**Exercise objective**:
An exact copy is needed of each line from the one including "Target: beige chino trousers" through the last line of the entries, both ends counted, with nothing added.

**Records for processing**:
= = =

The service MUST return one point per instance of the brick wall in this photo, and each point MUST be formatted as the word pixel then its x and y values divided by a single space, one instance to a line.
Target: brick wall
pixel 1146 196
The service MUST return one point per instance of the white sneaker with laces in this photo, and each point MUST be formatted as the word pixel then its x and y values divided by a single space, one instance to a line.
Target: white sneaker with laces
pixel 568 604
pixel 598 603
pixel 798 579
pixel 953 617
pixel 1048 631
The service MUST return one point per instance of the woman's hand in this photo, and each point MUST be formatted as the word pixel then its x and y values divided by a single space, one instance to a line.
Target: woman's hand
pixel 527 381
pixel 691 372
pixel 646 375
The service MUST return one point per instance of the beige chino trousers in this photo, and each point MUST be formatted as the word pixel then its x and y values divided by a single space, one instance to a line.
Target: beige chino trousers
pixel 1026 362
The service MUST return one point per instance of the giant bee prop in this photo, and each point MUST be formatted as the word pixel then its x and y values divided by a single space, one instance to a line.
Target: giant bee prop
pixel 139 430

= = =

**Finished task**:
Target: beige chino trousers
pixel 1026 362
The service MUST return one point per instance of the giant bee prop in this photo, and each point MUST be formatted as the word pixel then its x and y values divided by a single space, one instance to a line.
Target: giant bee prop
pixel 139 430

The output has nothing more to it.